[start DATA PROVIDED]

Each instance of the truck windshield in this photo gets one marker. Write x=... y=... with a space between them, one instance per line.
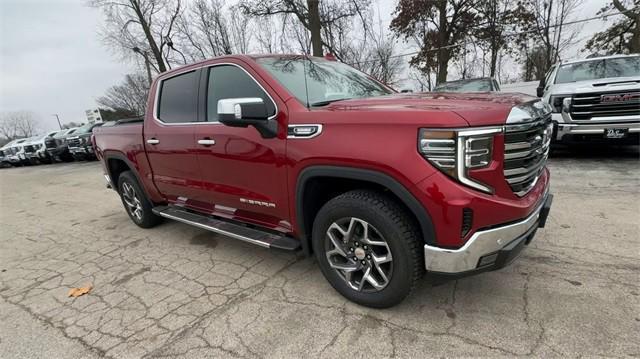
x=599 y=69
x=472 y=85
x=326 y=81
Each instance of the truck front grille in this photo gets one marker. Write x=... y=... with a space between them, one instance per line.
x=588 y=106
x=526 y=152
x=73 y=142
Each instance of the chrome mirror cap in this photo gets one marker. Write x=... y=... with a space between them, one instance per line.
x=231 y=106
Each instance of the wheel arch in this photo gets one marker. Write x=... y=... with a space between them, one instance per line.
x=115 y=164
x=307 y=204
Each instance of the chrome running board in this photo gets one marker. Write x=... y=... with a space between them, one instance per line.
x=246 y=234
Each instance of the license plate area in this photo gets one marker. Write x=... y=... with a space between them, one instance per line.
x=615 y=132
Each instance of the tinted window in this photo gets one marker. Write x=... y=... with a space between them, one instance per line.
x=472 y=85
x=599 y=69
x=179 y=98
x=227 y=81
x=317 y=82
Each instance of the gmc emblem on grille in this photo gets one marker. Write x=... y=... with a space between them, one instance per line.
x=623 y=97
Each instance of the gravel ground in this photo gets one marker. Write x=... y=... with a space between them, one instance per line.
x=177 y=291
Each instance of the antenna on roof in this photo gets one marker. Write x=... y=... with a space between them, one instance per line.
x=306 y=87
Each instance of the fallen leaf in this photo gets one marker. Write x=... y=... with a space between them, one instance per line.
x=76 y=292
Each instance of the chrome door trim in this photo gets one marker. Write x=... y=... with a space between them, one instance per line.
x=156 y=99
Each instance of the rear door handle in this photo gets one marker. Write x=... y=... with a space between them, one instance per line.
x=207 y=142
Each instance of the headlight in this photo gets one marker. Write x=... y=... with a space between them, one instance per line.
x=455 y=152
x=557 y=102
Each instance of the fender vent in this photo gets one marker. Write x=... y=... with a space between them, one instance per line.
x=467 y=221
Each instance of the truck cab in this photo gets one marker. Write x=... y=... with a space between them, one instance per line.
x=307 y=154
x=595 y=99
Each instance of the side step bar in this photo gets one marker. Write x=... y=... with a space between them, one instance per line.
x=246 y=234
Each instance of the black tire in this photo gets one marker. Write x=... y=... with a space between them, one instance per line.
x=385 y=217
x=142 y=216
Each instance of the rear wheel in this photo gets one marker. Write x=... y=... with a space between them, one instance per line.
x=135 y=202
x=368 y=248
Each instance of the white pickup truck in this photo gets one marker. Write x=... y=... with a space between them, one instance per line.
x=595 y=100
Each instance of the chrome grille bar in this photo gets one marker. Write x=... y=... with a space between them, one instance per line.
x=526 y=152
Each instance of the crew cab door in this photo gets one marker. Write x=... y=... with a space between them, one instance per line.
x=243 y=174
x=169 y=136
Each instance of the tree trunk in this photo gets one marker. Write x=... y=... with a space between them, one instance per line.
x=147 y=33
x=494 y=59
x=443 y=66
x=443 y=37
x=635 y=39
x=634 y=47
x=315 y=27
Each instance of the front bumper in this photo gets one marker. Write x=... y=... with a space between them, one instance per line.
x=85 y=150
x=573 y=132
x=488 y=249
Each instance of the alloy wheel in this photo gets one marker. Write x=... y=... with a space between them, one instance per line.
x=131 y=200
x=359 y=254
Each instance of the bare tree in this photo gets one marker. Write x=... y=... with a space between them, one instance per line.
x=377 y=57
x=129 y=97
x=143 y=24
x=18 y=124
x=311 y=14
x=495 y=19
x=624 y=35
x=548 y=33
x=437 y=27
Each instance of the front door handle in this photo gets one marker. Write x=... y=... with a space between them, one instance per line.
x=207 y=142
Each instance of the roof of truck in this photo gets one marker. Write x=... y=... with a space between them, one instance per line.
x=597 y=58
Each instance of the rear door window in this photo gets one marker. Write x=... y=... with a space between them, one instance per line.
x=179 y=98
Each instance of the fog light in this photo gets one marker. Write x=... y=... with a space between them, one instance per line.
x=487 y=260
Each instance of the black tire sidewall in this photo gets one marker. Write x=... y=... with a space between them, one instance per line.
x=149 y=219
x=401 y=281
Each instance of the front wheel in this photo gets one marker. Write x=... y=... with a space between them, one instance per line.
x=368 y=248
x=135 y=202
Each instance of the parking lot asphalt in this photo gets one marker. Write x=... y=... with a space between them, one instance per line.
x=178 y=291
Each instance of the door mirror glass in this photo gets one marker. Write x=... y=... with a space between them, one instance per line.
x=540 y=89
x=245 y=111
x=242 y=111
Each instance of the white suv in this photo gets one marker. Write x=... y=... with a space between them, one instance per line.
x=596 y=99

[end DATA PROVIDED]

## TASK
Can you copy out every item above word for word, leaving out the pictures?

## CORRECT RESULT
Each instance of the truck windshield in this photo gets one marker. Write x=... y=... with a space between them, one instance per line.
x=599 y=69
x=472 y=85
x=326 y=81
Each instance of the truck front grille in this photo gets one marker. Write x=... y=... with a space between them, one instance per line.
x=588 y=106
x=526 y=152
x=73 y=142
Each instance of the chrome mirror cap in this photo gets one marker. Write x=... y=... with a space between them, one instance per line.
x=231 y=106
Each instance of the wheel arch in this photo gets one marker. Write x=... y=... with a space between them, one instance per line.
x=115 y=164
x=307 y=204
Each instance of the chrome running board in this photo gets one marker. Write x=... y=... with a space between them, one instance per line.
x=246 y=234
Each instance of the license plate area in this photo gets one marker. Write x=... y=... with a space between them, one instance per line.
x=615 y=132
Each instance of the tinted window in this photo gets one marker. Write x=... y=... with a space between them, one instance per line.
x=472 y=85
x=599 y=69
x=179 y=98
x=227 y=81
x=317 y=82
Each instance of the gmc emblem on grille in this photo gets one marker. Write x=... y=... with a space between them, one instance per line.
x=623 y=97
Each instance of the gravel ground in this photo gets one marker. Write x=... y=... with a space between them, one instance per line.
x=177 y=291
Each instance of the antenna on roof in this photo gets one marker. Write x=... y=... with a space between them, one instance per line.
x=306 y=87
Each instance of the fallen leaf in this photo gets one marker. Write x=... y=... with a space between them, one instance per line.
x=76 y=292
Each instance of the chrome door trim in this photo gets one marker. Write x=... y=... with a space between them, one instance per line.
x=156 y=99
Each instance of the rear door handle in this photo gets one marker. Write x=... y=... with a space between them, one instance per line.
x=207 y=142
Each instance of the headlight in this photo gets one marker. Write x=... y=... with a space between them, one instance per line.
x=455 y=152
x=557 y=102
Each instance of the fender vent in this photo gets one marker. Write x=... y=... with a space between them, one instance per line.
x=467 y=221
Each instance of the truck cab in this photo gets one marker. Write x=... y=... with a space between them, one instance per line.
x=307 y=154
x=595 y=99
Each instance of the side step bar in this photo gets one marker. Write x=... y=... with a space between them, one instance per line.
x=246 y=234
Each instance of the black tire in this photo gets one marker. Write x=... y=... with a space between them, one instance per line.
x=385 y=217
x=142 y=216
Each instance of the rear wheel in this photo gets one marker. Write x=... y=... with a space between them, one instance per line.
x=135 y=202
x=368 y=248
Each instance of the white pickup truck in this photo gets one marker. Write x=... y=... with a space between them, one instance per line.
x=595 y=100
Each instance of the chrome grille bar in this photo gets one marker. Write x=... y=... with a space between them, one instance per line.
x=526 y=152
Each instance of the crew cab door in this photo gets one marker. Write x=... y=... with a space between them, one instance per line.
x=243 y=174
x=169 y=136
Each instance of the tree trunk in this photo gets one marker. Write x=... y=... with a space between them, one instance per line.
x=147 y=33
x=494 y=59
x=443 y=66
x=443 y=37
x=635 y=39
x=634 y=47
x=315 y=27
Each instance of the front bumper in this photo gets one marker. Write x=... y=... with a space between them, one instance per line.
x=85 y=150
x=573 y=132
x=488 y=249
Each instance of the alloy wheel in this photo gets one marker. Write x=... y=... with a space between them, one instance per line.
x=131 y=200
x=359 y=254
Each instance of the bare tree in this photo gets one marker. Write x=... y=... with a space between them, one instance per line.
x=377 y=57
x=129 y=97
x=143 y=24
x=18 y=124
x=311 y=14
x=495 y=19
x=624 y=35
x=548 y=33
x=437 y=27
Each instance of the front door handle in this photo gets one marker. Write x=... y=... with a space between them, one instance per line.
x=207 y=142
Each instance of the roof of truck in this photo gets one marker. Write x=... y=... with a space between them, one instance per line.
x=597 y=58
Each instance of the rear door window in this photo gets one marker. Write x=... y=... with a space between them, one instance per line.
x=179 y=98
Each instance of the fog light in this photo gets one marker. Write x=... y=... with a space between them, one instance per line.
x=487 y=260
Each instance of the black tire sidewall in this photo gets one marker. Write x=... y=... with a space between them, one instance per line.
x=149 y=219
x=401 y=281
Each instance of the front wheel in this photo gets one marker. Write x=... y=... with a space between them, one instance per line.
x=368 y=248
x=135 y=202
Each instance of the parking lot asphalt in this photo gets one marker. Write x=... y=... with a space between them, one instance per line.
x=178 y=291
Each instance of the door mirror glass in this photo gets one marker. Write x=... y=... with a space between them, one instance per line.
x=540 y=89
x=245 y=111
x=242 y=111
Each instance of the white suv in this photo gets one marker. Write x=... y=... with a space between them, one instance per line.
x=596 y=99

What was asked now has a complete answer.